[Saved entries]
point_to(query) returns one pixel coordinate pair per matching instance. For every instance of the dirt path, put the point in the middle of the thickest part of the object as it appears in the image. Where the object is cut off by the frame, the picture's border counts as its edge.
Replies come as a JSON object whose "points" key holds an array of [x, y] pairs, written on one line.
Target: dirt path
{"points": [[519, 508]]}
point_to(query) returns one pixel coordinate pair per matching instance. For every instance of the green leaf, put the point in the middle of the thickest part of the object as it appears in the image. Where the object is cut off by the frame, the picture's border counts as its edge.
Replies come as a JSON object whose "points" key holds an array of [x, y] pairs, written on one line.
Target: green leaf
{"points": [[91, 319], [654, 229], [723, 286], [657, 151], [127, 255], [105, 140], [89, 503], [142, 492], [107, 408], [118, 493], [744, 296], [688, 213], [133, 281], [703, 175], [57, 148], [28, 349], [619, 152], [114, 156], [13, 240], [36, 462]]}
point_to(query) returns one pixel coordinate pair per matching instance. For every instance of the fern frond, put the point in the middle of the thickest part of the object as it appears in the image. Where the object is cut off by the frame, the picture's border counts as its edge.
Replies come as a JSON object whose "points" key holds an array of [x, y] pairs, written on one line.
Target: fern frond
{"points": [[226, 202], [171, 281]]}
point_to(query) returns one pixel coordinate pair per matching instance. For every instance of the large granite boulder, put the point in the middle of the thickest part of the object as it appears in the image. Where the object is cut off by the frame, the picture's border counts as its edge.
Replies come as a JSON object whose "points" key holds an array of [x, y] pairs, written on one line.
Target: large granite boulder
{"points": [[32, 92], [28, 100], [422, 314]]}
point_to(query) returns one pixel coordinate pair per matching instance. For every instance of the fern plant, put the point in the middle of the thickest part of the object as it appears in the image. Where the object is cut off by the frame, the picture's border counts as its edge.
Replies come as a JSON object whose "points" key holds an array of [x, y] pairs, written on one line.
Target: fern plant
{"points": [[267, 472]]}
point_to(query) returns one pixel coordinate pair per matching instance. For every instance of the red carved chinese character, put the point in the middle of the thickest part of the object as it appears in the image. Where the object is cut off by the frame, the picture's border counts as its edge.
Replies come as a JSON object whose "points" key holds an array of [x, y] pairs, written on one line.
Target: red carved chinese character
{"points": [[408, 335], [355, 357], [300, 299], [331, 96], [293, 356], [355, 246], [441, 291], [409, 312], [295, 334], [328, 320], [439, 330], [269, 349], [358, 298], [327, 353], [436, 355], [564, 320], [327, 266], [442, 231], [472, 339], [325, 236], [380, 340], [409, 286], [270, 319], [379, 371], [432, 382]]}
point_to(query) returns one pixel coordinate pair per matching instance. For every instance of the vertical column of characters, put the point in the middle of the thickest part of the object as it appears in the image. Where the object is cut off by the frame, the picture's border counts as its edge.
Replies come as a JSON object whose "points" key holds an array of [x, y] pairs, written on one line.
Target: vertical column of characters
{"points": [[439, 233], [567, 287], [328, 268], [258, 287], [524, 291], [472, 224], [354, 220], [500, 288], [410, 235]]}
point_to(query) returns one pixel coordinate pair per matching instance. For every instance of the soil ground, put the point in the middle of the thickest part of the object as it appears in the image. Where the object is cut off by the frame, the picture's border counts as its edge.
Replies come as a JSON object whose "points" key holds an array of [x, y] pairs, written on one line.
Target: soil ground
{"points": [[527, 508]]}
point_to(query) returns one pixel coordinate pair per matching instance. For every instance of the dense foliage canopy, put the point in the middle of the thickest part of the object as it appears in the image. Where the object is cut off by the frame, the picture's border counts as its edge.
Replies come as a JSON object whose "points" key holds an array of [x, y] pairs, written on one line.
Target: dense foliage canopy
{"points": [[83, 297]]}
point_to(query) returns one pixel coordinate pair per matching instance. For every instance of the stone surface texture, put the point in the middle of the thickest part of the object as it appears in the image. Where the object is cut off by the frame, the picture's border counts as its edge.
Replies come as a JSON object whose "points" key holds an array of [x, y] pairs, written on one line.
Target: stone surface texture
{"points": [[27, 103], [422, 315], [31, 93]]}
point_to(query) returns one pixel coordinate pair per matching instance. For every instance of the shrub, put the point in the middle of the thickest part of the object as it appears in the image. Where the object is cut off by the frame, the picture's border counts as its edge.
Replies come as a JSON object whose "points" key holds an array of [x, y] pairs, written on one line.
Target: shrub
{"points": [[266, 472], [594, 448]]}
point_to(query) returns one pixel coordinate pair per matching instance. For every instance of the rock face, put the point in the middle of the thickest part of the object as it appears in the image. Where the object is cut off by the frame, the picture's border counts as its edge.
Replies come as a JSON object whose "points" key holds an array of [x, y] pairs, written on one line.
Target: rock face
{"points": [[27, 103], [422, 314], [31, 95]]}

YOUR ASSIGNMENT - Output the records above in their entirety, exactly.

RESULT FOR THIS EXERCISE -
point_to(query) returns one pixel coordinate pair per matching instance. For every instance of the dirt path, put the point in the middle of the thickest part of the object as it appears in the image. Where the object is cut off by the frame, the picture's border counts as its edge.
Replies come as a JSON object whose "points" key holds an array of [x, y] pairs, written on one line.
Target: dirt path
{"points": [[519, 508]]}
point_to(query) returns one pixel coordinate pair per matching instance. For every instance of the green leaf, put the point in the middle of the thickest part of the object as it appears in the image. Where the object is cut off by the frame, the picture's border counts as its edge.
Replies come as a JSON object whose "points" key holds an array of [x, y] pairs, written on one line.
Target: green leaf
{"points": [[91, 319], [654, 229], [723, 286], [657, 151], [127, 255], [105, 140], [89, 503], [142, 492], [107, 408], [118, 493], [744, 296], [688, 213], [133, 281], [703, 175], [57, 148], [28, 349], [619, 152], [114, 156], [13, 240], [36, 462]]}
point_to(query) returns one pixel coordinate pair per matching instance. For every instance of the fern frond, put the point in the middle of the thickest part of the object as it appears in the image. Where the object is cut off by the frame, the picture's border counts as its edge.
Replies come as a JSON object whose "points" key holds an array of [x, y] pairs, written on one line.
Target: fern frond
{"points": [[226, 202], [171, 281]]}
point_to(query) returns one pixel coordinate pair per matching instance. For every instance of the large granite boulder, put the point in the middle of the thickest part of the object as it appears in the image. Where the object is cut off by the frame, the picture's border counts as its edge.
Replies come as a JSON object whose "points" key holds an array of [x, y] pairs, written on one line.
Target: large granite boulder
{"points": [[32, 92], [28, 100], [422, 314]]}
point_to(query) returns one pixel coordinate pair per matching instance. For every instance of the fern plant, put the point in the middle of the thickest part of the object as it appears in the image. Where the object is cut off by the frame, the picture's border counts as its edge.
Replies come as a JSON object whose "points" key holds an array of [x, y] pairs, written on one line.
Target: fern plant
{"points": [[267, 472]]}
point_to(query) returns one pixel coordinate pair per matching instance. For every instance of the red carved chinese character, put the point in the middle of the thickest part of the object as it appears in the image. Where the object is cut off by the frame, the picture's border counts as its edge.
Replies come as a JSON object whose "points" key holds an array of [x, y] pairs, written on one line.
Target: red carved chinese character
{"points": [[408, 335], [355, 357], [300, 299], [331, 96], [293, 356], [355, 246], [441, 291], [409, 312], [295, 334], [328, 320], [439, 330], [269, 349], [358, 298], [327, 353], [436, 355], [564, 320], [327, 266], [442, 231], [472, 339], [325, 236], [380, 340], [409, 286], [270, 319], [379, 371], [432, 382]]}
point_to(query) returns one pixel coordinate pair per matching instance. For every instance of the vertical column of characters, put the point in the middle of the thickest part of the object as it appears in the image. Where the object is cut off by the frame, the picture's border counts as its edge.
Replies come as a JSON object whose "points" key holds an array of [x, y] pairs, written on one line.
Target: vertical column of characters
{"points": [[439, 233], [567, 287], [328, 268], [258, 287], [524, 291], [472, 224], [354, 220], [500, 288], [410, 235]]}
point_to(query) returns one pixel coordinate pair per matching instance. For every instance of the soil ground, put the point in the middle of the thickest part of the object as it appears in the image. Where the object is cut off by the frame, the picture's border counts as its edge.
Replies come as a JSON object whose "points" key holds an array of [x, y] pairs, written on one line.
Target: soil ground
{"points": [[527, 508]]}
point_to(query) returns one pixel coordinate pair per matching instance. For every instance of the dense foliage canopy, put the point in the middle of the thickest part of the object as it appears in the image. Where the object is cut off by the frame, the picture's border counts as its edge.
Replies come as a JSON object whose "points" key holds an array of [x, y] pairs, written on one line.
Target: dense foliage canopy
{"points": [[83, 297]]}
point_to(query) returns one pixel coordinate pair per matching instance. For every instance of the stone surface texture, put the point in the middle of the thickest part of the object as it appears in the image. Where the object is cut off by the frame, the picture's border counts as its edge.
Replies come as a JSON object whose "points" key holds an array of [x, y] pairs, written on one line.
Target: stone surface texture
{"points": [[27, 103], [422, 315], [31, 93]]}
point_to(query) returns one pixel coordinate pair per matching instance. For every instance of the shrub, put the point in the middle of the thickest part of the object as it appears in the image. Where the object is cut off by the frame, the picture's border counts as its edge.
Replies come as a JSON object whose "points" key holds an array of [x, y] pairs, written on one line.
Target: shrub
{"points": [[266, 472], [594, 448]]}
point_to(query) returns one pixel coordinate pair per matching instance. For every instance of the rock face, put the point in the middle of the thickest part of the object as it appears in the image. Where the object is cut off by the frame, the picture's border counts as its edge.
Replies come as a JSON object whose "points" key holds an array of [x, y] pairs, written on one line.
Target: rock face
{"points": [[27, 103], [422, 314], [31, 95]]}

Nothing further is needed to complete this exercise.